= What to work on =
Whenever a line in the entries includes the word "crowd", copy that line out.

= Supplied data =
▬▬▬▬▬▬

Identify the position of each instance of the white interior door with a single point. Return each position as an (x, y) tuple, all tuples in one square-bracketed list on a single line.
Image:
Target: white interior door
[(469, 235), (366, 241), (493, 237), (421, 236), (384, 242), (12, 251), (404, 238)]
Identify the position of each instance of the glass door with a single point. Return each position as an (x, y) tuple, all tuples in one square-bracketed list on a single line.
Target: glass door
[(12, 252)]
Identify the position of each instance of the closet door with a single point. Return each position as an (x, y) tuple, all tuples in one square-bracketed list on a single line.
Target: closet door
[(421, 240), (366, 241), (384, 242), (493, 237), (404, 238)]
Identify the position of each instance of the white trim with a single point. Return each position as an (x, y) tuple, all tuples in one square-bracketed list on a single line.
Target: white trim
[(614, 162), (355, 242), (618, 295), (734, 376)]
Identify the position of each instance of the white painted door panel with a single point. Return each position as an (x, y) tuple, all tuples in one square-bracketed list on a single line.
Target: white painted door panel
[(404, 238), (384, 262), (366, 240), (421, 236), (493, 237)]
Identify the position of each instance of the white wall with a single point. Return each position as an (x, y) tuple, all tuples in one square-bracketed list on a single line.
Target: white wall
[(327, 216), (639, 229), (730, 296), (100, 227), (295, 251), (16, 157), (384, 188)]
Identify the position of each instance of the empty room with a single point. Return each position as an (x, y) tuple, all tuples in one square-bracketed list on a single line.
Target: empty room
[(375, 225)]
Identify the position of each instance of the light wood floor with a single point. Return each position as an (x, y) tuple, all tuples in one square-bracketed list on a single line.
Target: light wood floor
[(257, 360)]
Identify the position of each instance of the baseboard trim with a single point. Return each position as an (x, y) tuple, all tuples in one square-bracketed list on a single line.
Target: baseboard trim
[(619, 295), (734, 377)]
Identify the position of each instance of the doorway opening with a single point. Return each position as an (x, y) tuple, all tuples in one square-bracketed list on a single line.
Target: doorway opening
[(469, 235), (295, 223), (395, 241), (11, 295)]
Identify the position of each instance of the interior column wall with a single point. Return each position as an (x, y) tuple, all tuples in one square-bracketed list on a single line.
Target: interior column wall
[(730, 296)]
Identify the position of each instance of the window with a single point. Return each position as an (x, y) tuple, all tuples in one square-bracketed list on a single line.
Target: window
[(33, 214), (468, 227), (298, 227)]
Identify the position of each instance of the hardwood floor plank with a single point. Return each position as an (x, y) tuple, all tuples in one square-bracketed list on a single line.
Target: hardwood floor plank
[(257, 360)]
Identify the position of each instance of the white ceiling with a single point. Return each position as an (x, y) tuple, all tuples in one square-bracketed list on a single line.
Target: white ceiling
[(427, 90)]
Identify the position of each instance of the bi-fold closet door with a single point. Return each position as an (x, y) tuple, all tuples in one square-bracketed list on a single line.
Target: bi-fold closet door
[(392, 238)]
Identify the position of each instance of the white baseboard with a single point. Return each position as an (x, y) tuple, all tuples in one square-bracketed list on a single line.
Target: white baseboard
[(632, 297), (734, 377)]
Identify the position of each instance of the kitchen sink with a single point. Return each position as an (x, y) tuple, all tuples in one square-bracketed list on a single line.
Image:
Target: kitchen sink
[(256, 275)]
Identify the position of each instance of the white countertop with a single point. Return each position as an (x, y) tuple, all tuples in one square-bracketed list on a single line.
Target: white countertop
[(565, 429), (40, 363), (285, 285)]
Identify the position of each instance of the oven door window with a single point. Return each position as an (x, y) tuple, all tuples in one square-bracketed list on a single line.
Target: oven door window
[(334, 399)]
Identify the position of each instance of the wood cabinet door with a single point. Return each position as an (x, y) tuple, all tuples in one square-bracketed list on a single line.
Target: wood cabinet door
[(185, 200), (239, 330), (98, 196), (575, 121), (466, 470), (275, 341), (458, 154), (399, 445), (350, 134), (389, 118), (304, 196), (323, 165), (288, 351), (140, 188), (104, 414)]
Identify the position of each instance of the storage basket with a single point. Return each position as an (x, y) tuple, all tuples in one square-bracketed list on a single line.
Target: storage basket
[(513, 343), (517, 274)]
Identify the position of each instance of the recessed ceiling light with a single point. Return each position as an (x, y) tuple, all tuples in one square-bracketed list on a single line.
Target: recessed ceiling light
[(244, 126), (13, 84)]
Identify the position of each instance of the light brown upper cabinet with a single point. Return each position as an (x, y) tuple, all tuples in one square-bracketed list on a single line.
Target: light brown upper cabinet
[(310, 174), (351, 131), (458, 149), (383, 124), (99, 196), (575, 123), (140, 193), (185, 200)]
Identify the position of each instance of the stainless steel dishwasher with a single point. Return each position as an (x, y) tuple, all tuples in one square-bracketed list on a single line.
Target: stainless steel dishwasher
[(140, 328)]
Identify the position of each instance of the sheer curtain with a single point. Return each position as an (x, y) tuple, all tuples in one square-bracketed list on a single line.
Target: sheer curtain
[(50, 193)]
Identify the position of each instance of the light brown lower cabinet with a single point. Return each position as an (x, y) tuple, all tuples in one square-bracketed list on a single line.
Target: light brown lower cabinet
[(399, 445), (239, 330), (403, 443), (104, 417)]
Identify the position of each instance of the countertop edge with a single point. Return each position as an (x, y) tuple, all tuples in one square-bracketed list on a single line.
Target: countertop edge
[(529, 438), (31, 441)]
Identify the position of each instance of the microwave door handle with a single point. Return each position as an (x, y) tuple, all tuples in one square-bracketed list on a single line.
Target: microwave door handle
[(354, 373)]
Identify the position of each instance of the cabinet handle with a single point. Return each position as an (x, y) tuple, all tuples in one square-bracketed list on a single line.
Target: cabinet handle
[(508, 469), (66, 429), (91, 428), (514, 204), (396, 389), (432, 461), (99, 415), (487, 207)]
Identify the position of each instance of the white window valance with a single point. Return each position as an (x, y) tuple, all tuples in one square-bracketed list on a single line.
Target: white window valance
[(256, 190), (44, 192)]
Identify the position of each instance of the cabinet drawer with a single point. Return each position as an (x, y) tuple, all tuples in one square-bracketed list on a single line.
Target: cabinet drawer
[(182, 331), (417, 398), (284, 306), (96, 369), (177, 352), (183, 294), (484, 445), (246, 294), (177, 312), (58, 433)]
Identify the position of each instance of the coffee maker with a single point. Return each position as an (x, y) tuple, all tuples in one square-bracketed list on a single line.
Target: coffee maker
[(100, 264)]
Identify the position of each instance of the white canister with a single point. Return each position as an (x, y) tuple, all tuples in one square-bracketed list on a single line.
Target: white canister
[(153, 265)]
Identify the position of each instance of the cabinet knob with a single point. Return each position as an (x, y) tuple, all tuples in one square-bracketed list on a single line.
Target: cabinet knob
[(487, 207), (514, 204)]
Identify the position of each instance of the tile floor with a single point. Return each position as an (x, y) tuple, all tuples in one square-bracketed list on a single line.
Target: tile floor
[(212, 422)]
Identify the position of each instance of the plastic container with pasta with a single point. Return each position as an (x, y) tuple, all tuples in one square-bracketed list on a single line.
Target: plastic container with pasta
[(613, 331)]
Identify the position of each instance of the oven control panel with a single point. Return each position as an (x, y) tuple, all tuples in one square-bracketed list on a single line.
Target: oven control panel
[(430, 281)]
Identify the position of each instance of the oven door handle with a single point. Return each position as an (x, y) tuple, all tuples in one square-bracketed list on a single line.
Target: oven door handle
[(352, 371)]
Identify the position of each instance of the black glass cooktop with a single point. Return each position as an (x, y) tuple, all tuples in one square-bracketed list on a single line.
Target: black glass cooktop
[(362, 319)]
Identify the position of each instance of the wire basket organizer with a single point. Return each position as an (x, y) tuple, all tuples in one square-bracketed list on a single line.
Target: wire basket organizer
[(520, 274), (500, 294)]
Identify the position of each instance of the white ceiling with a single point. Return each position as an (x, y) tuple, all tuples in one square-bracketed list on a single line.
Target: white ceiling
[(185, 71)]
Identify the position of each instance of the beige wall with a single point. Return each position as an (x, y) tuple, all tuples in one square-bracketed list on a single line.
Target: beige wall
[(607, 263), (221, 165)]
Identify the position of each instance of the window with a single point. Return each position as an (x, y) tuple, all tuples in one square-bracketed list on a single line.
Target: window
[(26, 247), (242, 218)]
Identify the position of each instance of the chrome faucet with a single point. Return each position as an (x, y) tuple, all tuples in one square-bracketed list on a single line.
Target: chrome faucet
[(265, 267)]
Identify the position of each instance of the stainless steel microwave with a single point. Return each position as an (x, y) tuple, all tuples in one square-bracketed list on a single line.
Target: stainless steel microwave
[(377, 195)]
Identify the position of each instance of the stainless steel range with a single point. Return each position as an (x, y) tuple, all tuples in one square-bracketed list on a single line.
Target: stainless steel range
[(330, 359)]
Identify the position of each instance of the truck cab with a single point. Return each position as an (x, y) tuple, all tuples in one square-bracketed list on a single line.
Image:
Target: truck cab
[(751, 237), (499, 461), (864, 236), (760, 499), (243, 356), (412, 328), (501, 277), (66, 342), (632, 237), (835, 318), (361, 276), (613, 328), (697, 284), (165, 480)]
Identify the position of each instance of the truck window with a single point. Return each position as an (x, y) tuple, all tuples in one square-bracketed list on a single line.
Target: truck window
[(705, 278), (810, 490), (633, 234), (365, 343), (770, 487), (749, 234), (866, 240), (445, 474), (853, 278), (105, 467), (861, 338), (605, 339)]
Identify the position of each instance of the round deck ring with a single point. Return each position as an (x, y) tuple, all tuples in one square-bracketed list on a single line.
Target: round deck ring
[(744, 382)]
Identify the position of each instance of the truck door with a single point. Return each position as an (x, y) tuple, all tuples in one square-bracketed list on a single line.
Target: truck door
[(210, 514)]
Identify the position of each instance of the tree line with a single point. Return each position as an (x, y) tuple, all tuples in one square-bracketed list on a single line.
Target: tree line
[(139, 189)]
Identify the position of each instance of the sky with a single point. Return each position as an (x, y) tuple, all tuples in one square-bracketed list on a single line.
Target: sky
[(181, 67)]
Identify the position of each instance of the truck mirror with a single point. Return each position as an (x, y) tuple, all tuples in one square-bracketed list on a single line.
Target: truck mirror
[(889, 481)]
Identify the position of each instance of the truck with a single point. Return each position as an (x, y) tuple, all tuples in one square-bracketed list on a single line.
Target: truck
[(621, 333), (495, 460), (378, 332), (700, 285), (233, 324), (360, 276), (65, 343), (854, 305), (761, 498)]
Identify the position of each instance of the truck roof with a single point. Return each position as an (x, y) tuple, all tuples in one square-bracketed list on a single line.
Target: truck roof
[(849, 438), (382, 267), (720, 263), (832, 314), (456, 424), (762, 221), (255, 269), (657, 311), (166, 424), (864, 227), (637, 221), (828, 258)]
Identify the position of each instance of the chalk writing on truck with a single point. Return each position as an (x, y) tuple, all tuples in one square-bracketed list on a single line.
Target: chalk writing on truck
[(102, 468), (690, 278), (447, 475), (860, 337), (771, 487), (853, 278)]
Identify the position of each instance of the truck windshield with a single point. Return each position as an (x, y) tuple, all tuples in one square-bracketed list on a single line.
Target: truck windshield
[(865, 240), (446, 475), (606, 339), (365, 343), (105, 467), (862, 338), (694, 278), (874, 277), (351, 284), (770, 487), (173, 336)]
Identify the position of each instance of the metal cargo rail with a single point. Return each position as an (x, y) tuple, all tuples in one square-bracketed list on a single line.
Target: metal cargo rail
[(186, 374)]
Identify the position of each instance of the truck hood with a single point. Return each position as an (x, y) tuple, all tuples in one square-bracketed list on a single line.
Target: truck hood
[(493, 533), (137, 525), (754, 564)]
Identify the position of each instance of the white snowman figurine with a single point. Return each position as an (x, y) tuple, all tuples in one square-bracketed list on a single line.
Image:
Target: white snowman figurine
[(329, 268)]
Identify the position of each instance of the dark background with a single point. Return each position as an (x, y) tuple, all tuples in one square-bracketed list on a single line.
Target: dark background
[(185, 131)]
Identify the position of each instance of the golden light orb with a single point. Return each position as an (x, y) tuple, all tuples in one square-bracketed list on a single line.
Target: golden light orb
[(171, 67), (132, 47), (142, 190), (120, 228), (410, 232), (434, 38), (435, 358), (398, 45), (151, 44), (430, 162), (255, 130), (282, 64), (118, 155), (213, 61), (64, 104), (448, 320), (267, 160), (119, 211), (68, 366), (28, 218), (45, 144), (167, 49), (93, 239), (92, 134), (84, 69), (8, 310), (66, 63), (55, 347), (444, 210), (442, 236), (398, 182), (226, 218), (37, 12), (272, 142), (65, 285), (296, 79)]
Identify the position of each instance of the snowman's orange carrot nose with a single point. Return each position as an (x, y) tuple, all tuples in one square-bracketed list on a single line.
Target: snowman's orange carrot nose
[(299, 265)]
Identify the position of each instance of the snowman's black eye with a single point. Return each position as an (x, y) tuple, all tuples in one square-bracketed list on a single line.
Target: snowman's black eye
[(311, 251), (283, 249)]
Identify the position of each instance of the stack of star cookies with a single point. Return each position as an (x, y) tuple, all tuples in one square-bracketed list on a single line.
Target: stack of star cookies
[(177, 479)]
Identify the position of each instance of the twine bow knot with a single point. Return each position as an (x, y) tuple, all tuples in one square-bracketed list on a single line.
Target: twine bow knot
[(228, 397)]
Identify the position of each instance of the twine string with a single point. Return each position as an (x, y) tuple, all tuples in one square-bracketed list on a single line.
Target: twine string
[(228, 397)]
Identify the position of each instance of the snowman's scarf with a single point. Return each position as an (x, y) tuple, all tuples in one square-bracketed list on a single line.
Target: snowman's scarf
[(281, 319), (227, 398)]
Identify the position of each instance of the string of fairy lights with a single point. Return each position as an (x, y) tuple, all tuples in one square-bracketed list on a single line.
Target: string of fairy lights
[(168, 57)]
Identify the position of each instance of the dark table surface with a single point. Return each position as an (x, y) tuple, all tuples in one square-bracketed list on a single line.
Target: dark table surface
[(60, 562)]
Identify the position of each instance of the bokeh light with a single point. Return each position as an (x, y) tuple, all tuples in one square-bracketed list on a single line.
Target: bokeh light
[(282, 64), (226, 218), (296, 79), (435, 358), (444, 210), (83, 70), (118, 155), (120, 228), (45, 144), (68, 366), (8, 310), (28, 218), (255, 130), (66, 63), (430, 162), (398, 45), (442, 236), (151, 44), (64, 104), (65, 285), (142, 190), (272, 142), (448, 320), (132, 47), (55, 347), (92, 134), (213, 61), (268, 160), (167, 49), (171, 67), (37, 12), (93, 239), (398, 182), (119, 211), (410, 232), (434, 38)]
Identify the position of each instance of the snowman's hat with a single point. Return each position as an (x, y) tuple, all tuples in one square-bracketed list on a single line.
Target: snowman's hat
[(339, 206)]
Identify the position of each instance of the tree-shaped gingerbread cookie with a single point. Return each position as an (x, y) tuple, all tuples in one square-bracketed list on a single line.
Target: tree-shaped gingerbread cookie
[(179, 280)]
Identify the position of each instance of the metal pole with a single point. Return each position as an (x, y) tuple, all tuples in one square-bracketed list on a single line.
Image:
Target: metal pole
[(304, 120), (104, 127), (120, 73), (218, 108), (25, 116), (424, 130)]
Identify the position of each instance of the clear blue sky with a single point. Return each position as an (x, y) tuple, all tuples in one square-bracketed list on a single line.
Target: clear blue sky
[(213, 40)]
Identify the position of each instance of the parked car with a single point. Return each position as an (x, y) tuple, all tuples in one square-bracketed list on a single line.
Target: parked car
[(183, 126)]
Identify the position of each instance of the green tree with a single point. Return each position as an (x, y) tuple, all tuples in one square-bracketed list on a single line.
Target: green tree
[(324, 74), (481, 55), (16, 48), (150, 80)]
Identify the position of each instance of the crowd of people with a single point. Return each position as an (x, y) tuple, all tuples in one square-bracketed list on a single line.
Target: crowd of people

▬▬▬▬▬▬

= Answer to this exercise =
Identify the position of each instance of the crowd of people with a single point. Return each position as an (x, y) tuple, all tuples in one square-bracketed list on a single line.
Target: crowd of people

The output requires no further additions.